» **TEXT EXCERPT**:
# # # # # # #
Monday, June 23rd 2025
Researchers Unveils Real-Time GPU-Only Pipeline for Fully Procedural Trees
A research team from Coburg University of Applied Sciences and Arts in Germany, alongside AMD Germany, introduced a game-changing approach to procedural tree creation that runs entirely on the GPU, delivering both speed and flexibility, unlike anything we've seen before. Showcased at High-Performance Graphics 2025 in Copenhagen, the new pipeline utilizes DirectX 12 work graphs and mesh nodes to construct detailed tree models on the fly, without any CPU muscle. Artists and developers can tweak more than 150 parameters, everything from seasonal leaf color shifts and branch pruning styles to complex animations and automatic level-of-detail adjustments, all in real-time. When tested on an AMD Radeon RX 7900 XTX, the system generated and pushed unique tree geometries into the geometry buffer in just over three milliseconds. It then automatically tunes detail levels to maintain a target frame rate, effortlessly demonstrating stable 120 FPS under heavy workloads.
# # # # # # #
» **ENTRIES SUPPLIED**:
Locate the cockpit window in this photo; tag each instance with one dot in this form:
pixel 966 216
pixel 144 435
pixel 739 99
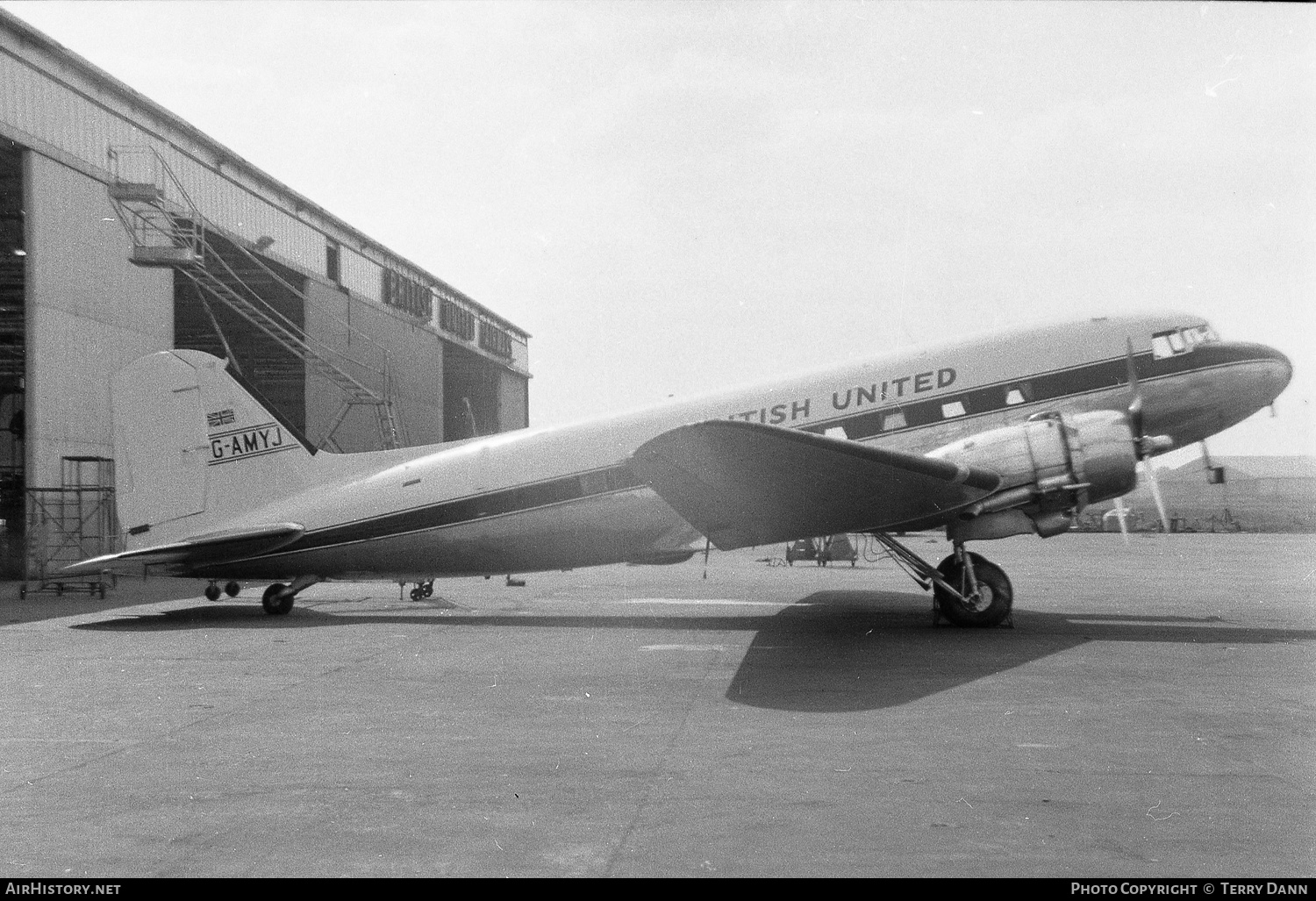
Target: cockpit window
pixel 1182 341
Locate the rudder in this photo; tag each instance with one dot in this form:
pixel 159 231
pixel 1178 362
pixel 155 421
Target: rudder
pixel 194 449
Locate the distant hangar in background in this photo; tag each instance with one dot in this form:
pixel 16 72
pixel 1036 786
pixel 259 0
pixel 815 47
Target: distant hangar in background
pixel 125 231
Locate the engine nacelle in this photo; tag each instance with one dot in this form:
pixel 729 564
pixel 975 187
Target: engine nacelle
pixel 1052 467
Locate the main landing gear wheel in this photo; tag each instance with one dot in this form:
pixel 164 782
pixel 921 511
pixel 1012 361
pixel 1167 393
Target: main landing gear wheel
pixel 995 593
pixel 276 600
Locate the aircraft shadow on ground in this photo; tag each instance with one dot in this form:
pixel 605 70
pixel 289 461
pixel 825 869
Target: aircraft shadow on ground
pixel 829 651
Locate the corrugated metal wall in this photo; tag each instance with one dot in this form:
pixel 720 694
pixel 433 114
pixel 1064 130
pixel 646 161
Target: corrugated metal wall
pixel 58 115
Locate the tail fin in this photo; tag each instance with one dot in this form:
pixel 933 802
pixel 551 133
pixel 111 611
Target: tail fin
pixel 194 449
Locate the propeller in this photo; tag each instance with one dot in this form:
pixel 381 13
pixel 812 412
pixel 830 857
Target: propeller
pixel 1144 445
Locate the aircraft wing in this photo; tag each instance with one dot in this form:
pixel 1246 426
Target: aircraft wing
pixel 211 547
pixel 744 483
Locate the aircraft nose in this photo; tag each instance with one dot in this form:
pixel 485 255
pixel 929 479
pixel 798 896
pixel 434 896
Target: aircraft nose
pixel 1278 370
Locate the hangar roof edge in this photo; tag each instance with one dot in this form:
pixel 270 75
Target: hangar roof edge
pixel 33 36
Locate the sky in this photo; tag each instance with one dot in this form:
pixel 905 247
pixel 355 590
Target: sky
pixel 679 197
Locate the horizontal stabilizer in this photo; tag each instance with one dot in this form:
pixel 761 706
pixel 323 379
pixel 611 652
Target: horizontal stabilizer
pixel 199 550
pixel 744 483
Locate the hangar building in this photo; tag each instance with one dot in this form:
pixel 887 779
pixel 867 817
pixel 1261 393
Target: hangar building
pixel 125 231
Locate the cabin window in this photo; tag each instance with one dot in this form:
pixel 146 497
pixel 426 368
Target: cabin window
pixel 1020 394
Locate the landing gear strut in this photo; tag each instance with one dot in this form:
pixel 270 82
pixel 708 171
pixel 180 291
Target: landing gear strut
pixel 968 590
pixel 278 597
pixel 982 592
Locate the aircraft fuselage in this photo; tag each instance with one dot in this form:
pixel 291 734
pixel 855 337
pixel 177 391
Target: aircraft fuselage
pixel 563 497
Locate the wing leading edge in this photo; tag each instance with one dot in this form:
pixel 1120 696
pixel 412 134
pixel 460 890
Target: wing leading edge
pixel 744 483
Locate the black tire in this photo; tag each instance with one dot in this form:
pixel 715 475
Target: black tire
pixel 275 600
pixel 997 596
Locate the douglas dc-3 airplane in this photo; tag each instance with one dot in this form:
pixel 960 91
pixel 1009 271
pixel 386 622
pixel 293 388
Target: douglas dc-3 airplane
pixel 989 437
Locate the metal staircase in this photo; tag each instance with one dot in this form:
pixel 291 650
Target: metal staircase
pixel 168 231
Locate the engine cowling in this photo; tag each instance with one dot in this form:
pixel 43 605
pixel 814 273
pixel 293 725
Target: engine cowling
pixel 1050 467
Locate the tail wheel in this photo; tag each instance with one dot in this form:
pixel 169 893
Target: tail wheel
pixel 995 595
pixel 276 600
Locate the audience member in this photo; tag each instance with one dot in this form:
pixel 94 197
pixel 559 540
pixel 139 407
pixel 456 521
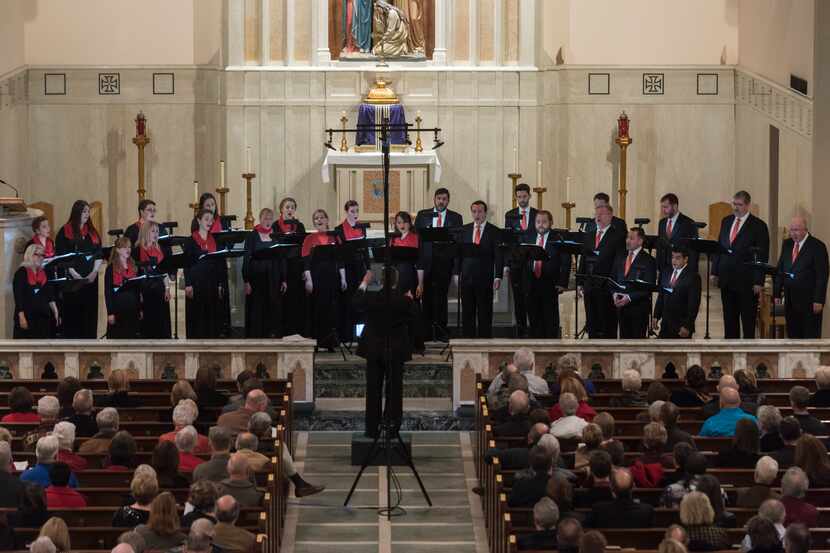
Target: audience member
pixel 794 486
pixel 107 421
pixel 216 469
pixel 769 422
pixel 698 517
pixel 545 519
pixel 238 483
pixel 162 530
pixel 799 401
pixel 144 488
pixel 724 422
pixel 45 452
pixel 166 462
pixel 766 471
pixel 58 494
pixel 203 496
pixel 569 425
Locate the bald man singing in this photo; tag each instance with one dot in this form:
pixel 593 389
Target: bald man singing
pixel 802 281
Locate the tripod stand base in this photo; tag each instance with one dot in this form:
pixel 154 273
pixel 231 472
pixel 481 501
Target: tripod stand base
pixel 361 444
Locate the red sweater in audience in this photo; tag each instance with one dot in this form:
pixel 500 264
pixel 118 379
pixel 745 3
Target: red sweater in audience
pixel 188 462
pixel 75 462
pixel 21 417
pixel 63 497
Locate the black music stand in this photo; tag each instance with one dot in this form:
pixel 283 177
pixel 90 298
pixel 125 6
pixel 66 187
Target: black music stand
pixel 710 248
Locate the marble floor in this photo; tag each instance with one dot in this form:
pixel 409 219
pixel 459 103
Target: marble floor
pixel 320 524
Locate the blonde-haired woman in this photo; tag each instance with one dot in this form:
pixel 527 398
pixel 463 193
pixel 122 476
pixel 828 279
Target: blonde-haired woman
pixel 155 293
pixel 35 309
pixel 123 301
pixel 56 530
pixel 324 281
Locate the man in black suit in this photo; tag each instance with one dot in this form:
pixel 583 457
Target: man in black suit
pixel 743 236
pixel 437 264
pixel 802 278
pixel 634 306
pixel 386 343
pixel 600 250
pixel 545 280
pixel 672 229
pixel 678 307
pixel 479 275
pixel 520 221
pixel 624 511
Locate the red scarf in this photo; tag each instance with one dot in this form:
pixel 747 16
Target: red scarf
pixel 318 239
pixel 144 254
pixel 36 278
pixel 286 228
pixel 411 241
pixel 85 232
pixel 349 232
pixel 48 246
pixel 208 245
pixel 120 275
pixel 264 230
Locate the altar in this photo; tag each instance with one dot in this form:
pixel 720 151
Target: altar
pixel 413 177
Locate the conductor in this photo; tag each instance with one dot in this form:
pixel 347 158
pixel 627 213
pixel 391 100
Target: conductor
pixel 386 343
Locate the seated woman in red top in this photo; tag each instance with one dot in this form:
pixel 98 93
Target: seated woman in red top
pixel 59 495
pixel 20 406
pixel 575 387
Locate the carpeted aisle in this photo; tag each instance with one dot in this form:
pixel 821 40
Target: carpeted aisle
pixel 320 524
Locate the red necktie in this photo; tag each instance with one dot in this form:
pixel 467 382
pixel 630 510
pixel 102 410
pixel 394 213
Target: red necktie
pixel 735 228
pixel 537 265
pixel 628 262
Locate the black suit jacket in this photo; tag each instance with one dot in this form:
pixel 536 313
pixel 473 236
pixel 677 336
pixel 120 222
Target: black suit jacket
pixel 684 227
pixel 622 513
pixel 557 269
pixel 613 242
pixel 729 267
pixel 429 253
pixel 642 268
pixel 808 283
pixel 679 308
pixel 490 261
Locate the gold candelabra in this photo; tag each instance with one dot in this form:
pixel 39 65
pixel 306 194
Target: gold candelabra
pixel 249 213
pixel 515 178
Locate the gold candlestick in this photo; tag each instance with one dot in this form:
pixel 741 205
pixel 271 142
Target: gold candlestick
pixel 540 190
pixel 344 144
pixel 568 207
pixel 515 178
pixel 249 214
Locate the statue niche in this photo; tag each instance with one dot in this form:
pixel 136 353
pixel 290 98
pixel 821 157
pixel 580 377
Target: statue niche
pixel 366 30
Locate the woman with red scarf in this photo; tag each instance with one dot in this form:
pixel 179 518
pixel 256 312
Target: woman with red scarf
pixel 155 293
pixel 123 302
pixel 80 307
pixel 324 281
pixel 357 269
pixel 206 283
pixel 294 308
pixel 34 302
pixel 264 282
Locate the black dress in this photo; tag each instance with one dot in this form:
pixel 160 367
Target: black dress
pixel 263 307
pixel 205 312
pixel 156 321
pixel 80 307
pixel 31 297
pixel 123 301
pixel 294 303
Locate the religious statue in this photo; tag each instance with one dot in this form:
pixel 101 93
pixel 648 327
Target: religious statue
pixel 383 29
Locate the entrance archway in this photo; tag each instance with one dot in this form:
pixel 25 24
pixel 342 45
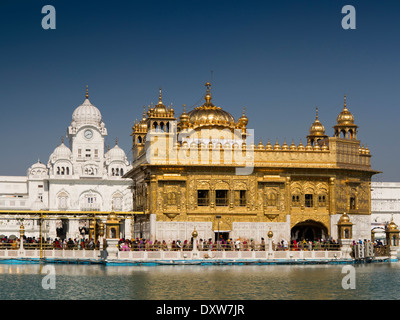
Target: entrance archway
pixel 309 230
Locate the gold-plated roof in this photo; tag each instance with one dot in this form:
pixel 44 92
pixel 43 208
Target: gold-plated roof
pixel 344 219
pixel 210 115
pixel 392 226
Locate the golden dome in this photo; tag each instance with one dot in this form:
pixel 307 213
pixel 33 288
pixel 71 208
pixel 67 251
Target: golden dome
pixel 142 124
pixel 317 129
pixel 268 146
pixel 344 219
pixel 210 115
pixel 243 120
pixel 260 146
pixel 392 226
pixel 160 108
pixel 345 117
pixel 285 147
pixel 293 147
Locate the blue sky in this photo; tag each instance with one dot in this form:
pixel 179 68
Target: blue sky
pixel 280 59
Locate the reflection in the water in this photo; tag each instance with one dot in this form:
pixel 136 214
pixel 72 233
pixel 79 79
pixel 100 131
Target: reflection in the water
pixel 373 281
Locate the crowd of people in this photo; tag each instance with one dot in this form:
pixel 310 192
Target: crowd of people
pixel 140 244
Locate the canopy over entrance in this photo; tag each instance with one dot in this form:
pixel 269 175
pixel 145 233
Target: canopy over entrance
pixel 309 230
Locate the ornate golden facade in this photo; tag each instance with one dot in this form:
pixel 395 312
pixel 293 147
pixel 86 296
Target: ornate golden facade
pixel 185 176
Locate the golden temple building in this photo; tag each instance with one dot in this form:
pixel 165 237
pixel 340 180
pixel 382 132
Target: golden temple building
pixel 203 170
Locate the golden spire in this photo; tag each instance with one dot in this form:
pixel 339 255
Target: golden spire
pixel 159 97
pixel 208 95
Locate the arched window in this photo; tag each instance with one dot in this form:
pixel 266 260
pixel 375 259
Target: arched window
pixel 271 200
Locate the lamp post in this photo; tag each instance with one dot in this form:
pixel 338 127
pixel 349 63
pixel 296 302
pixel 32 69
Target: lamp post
pixel 21 237
pixel 218 246
pixel 194 235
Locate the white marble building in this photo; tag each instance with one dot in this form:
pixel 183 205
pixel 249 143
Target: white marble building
pixel 385 205
pixel 82 176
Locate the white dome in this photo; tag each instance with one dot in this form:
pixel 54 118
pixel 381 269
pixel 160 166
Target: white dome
pixel 38 165
pixel 62 152
pixel 116 153
pixel 87 113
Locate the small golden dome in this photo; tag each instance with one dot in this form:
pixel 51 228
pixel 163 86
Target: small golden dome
pixel 345 117
pixel 301 146
pixel 317 129
pixel 160 108
pixel 317 147
pixel 21 229
pixel 277 146
pixel 210 115
pixel 344 219
pixel 293 147
pixel 285 147
pixel 112 218
pixel 142 124
pixel 260 146
pixel 243 120
pixel 392 226
pixel 268 146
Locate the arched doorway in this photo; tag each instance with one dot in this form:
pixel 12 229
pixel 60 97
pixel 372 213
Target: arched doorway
pixel 309 230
# # # # # # #
» **PROBLEM SET**:
[a] In the article about GPU tree generation, which examples are given of the parameters artists and developers can adjust?
[b] Could you carry on the article about GPU tree generation from its last sentence?
The records are separate material and have no connection to the article about GPU tree generation.

» **PER-TASK OUTPUTS**:
[a]
- Seasonal leaf color shifts
- Branch pruning styles
- Complex animations
- Automatic level-of-detail adjustments

[b]
Wind effects and environmental interactions update seamlessly, and the CPU's only job is to fill a small set of constants (camera matrices, timestamps, and so on) before dispatching a single work graph. There's no need for continuous host-device chatter or asset streaming, which simplifies integration into existing engines. Perhaps the most eye-opening result is how little memory the transient data consumes. A traditional buffer-heavy approach might need tens of GB, but researcher's demo holds onto just 51 KB of persistent state per frame—a mind-boggling 99.9999% reduction compared to conventional methods. A scratch buffer of up to 1.5 GB is allocated for work-graph execution, though actual usage varies by GPU driver and can be released or reused afterward. Static assets, such as meshes and textures, remain unaffected, leaving future opportunities for neural compression or procedural texturing to further enhance memory savings.
The key to this achievement is work graphs, which can orchestrate millions of tasks without exploding dispatch counts. Traditional ExecuteIndirect calls would struggle with trees that can have up to 128^4 leaves (around 268 million), but work graphs handle it with ease. Widespread adoption will take time since current support is limited to AMD's RDNA 3+ and NVIDIA's 30-series and newer GPUs. Full game-engine integration and console support are still on the horizon. Looking forward, the researchers are exploring how to extend this flexible, GPU-driven pipeline into ray tracing, possibly by building on-GPU bounding volume hierarchies with the same work-graph framework.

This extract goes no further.